Quoted passage.
** Begin **

#### For Sentence

In [16]:
!pip install gensim nltk




In [17]:
# Import required libraries
import gensim.downloader as api
from gensim.models import KeyedVectors
import nltk
from nltk.corpus import stopwords
import re

# Download necessary NLTK data
nltk.download('stopwords')
nltk.download('punkt')
nltk.download('punkt_tab')


[nltk_data] Downloading package stopwords to /root/nltk_data...
[nltk_data]   Package stopwords is already up-to-date!
[nltk_data] Downloading package punkt to /root/nltk_data...
[nltk_data]   Package punkt is already up-to-date!
[nltk_data] Downloading package punkt_tab to /root/nltk_data...
[nltk_data]   Package punkt_tab is already up-to-date!


True

In [18]:
# Load the pre-trained Word2Vec model
model = api.load('word2vec-google-news-300')

# Load stopwords from NLTK
stop_words = set(stopwords.words('english'))


In [19]:
# Function for text cleaning and preprocessing
def preprocess_text(text):
    # Convert text to lowercase
    text = text.lower()
    # Remove non-alphanumeric characters
    text = re.sub(r'[^a-zA-Z\s]', '', text)
    # Tokenize text
    words = nltk.word_tokenize(text)
    return words


In [20]:
# Function to find semantically similar words
def find_similar_words(word, topn=5):
    if word in model.key_to_index:
        similar_words = model.most_similar(word, topn=topn)
        return similar_words
    else:
        return f"Word '{word}' not in vocabulary"

# Function to compute semantic distance (cosine similarity)
def semantic_distance(word1, word2):
    if word1 in model.key_to_index and word2 in model.key_to_index:
        similarity = model.similarity(word1, word2)
        return similarity
    else:
        return f"One or both words '{word1}' and '{word2}' not in vocabulary"


In [21]:
# Function to transform the sentence
def transform_sentence(sentence, rank=1):
    words = preprocess_text(sentence)

** End **

The exercise. Continue the Word2Vec notebook from its final line onward. The lines that come next have no connection to the Word2Vec notebook.

Data.

** Begin **

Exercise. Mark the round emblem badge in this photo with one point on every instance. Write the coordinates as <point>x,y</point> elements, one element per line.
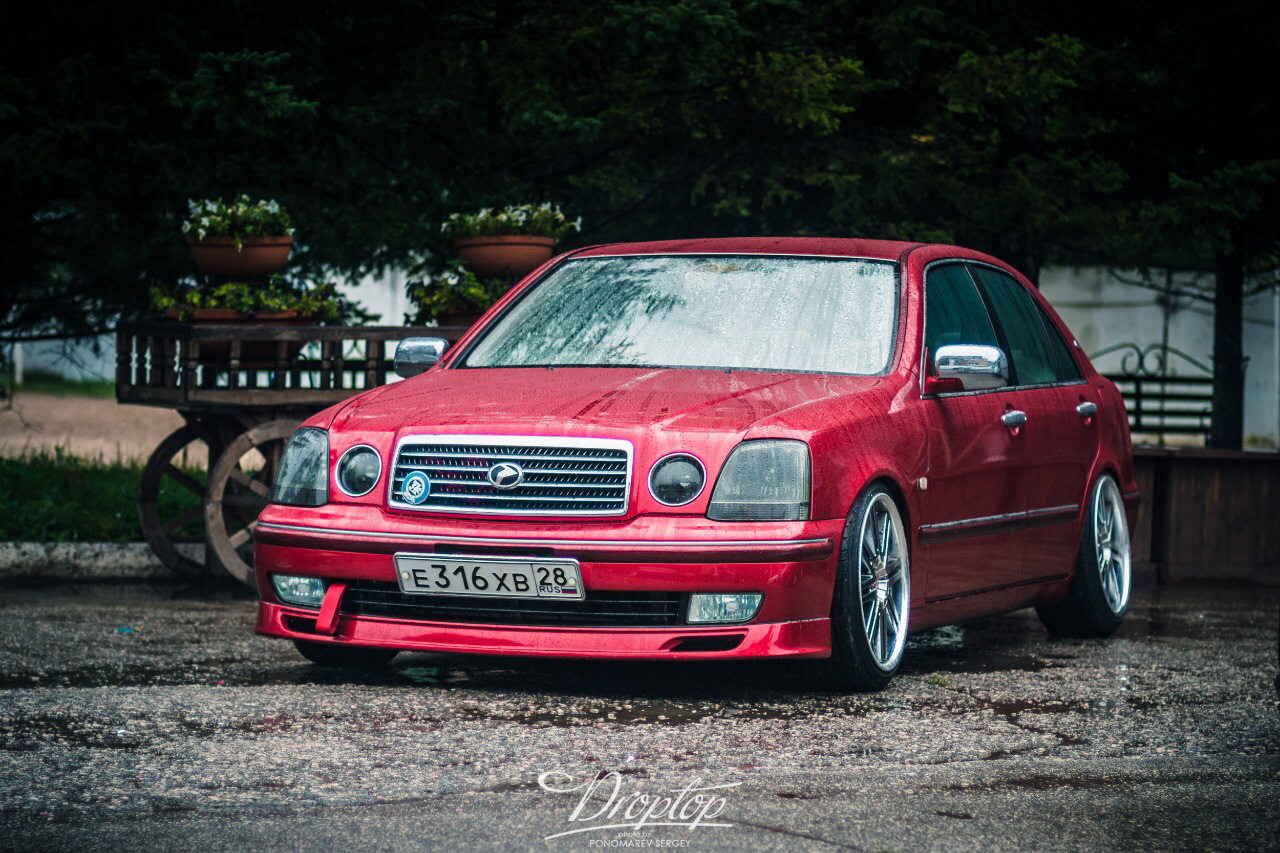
<point>416,488</point>
<point>506,475</point>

** End **

Output below.
    transformed_words = []
    for word in words:
        if word not in stop_words:
            similar_words = find_similar_words(word, topn=rank)
            if isinstance(similar_words, str):
                transformed_words.append(word)
            else:
                similar_word, similarity = similar_words[rank-1]  # Get the N-th similar word
                transformed_words.append(similar_word)
        else:
            transformed_words.append(word)
    return ' '.join(transformed_words)


In [22]:
# Input sentence and rank
input_sentence = "President greet the press in chicago"
rank = 2  # we can change this to 1st similar, 2nd similar, etc.

# Display semantically similar words for each word in the sentence
words = preprocess_text(input_sentence)
for word in words:
    if word not in stop_words:
        similar_words = find_similar_words(word, topn=5)
        if isinstance(similar_words, str):
            print(similar_words)
        else:
            print(f"Similar words for '{word}': {[w for w, _ in similar_words]}")

# Transform the sentence based on semantic distance
transformed_sentence = transform_sentence(input_sentence, rank)

# Display result
print(f"Original sentence: {input_sentence}")
print(f"Transformed sentence: {transformed_sentence}")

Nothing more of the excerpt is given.